### REQUIRED ACTIONS
a. Below is a walkthrough on running an LLM-as-judge evaluation job. List the title of every numbered step heading in it.
b. Continue the LLM-as-judge evaluation walkthrough that appears below, starting right after its final code line.

### SUPPLIED PASSAGE

Step 3: Run LLM-as-Judge Evaluation#

Start the evaluation job. The evaluator will:

  1. Generate inference responses from the base model (if evaluate_base_model=True)

  2. Generate inference responses from the custom model

  3. Use the judge model to evaluate responses with built-in and custom metrics

# Run evaluation
execution = evaluator.evaluate()

print(f"✅ Evaluation job started!")
print(f"Job ARN: {execution.arn}")
print(f"Job Name: {execution.name}")
print(f"Status: {execution.status.overall_status}")

pprint(execution)

Step 4: Check Job Status#

Refresh and display the current job status with step details.

# Refresh status
execution.refresh()

# Display job status using rich pprint
pprint(execution.status)

Step 5: Monitor Pipeline Execution#

Poll the pipeline status until it reaches a terminal state (Succeeded, Failed, or Stopped).

# Wait for job completion (optional)
# This will poll every 5 seconds for up to 1 hour
execution.wait(poll=5, timeout=3600)

### SUPPLIED DATA
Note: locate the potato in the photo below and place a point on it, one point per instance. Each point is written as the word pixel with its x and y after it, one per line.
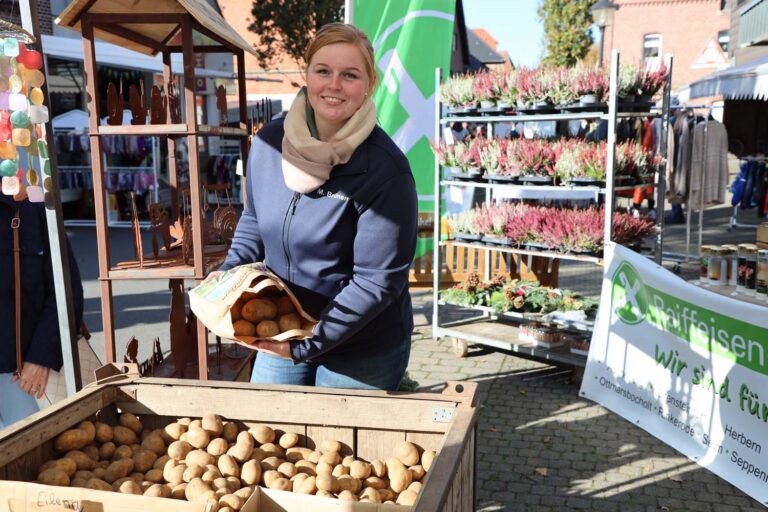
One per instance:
pixel 340 469
pixel 281 484
pixel 274 450
pixel 98 484
pixel 271 463
pixel 330 446
pixel 417 471
pixel 179 450
pixel 305 466
pixel 154 475
pixel 69 440
pixel 347 496
pixel 256 310
pixel 232 501
pixel 230 431
pixel 130 421
pixel 262 434
pixel 284 305
pixel 89 428
pixel 217 447
pixel 287 469
pixel 243 448
pixel 68 466
pixel 191 473
pixel 158 491
pixel 427 458
pixel 122 452
pixel 154 443
pixel 123 435
pixel 347 483
pixel 174 430
pixel 406 498
pixel 103 432
pixel 129 487
pixel 144 460
pixel 92 451
pixel 200 458
pixel 360 470
pixel 107 450
pixel 288 322
pixel 118 469
pixel 288 440
pixel 267 329
pixel 407 453
pixel 306 486
pixel 197 490
pixel 236 311
pixel 270 476
pixel 228 466
pixel 53 476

### RESULTS IN ORDER
a.
Step 3: Run LLM-as-Judge Evaluation
Step 4: Check Job Status
Step 5: Monitor Pipeline Execution

b.
# Display results
execution.show_results(limit=10, offset=0, show_explanations=False)

Retrieve an Existing Job#

You can retrieve and inspect any existing evaluation job using its ARN.

# Get an existing job by ARN
# Replace with your actual pipeline execution ARN
existing_arn = 'arn:aws:sagemaker:us-west-2:<>:pipeline/SagemakerEvaluation-llmasjudge/execution/4hr7446yft1d'  # or use a specific ARN

from sagemaker.train.evaluate import EvaluationPipelineExecution
from rich.pretty import pprint

existing_execution = EvaluationPipelineExecution.get(
    arn=existing_arn,
    region="us-west-2"
)
pprint(existing_execution.status)

existing_execution.show_results(limit=5, offset=0, show_explanations=False)

Get All LLM-as-Judge Evaluations#

Retrieve all LLM-as-Judge evaluation jobs.

from sagemaker.train.evaluate import LLMAsJudgeEvaluator

# Get all LLM-as-Judge evaluations as an iterator
all_executions = list(LLMAsJudgeEvaluator.get_all(region="us-west-2"))

print(f"Found {len(all_executions)} LLM-as-Judge evaluation jobs")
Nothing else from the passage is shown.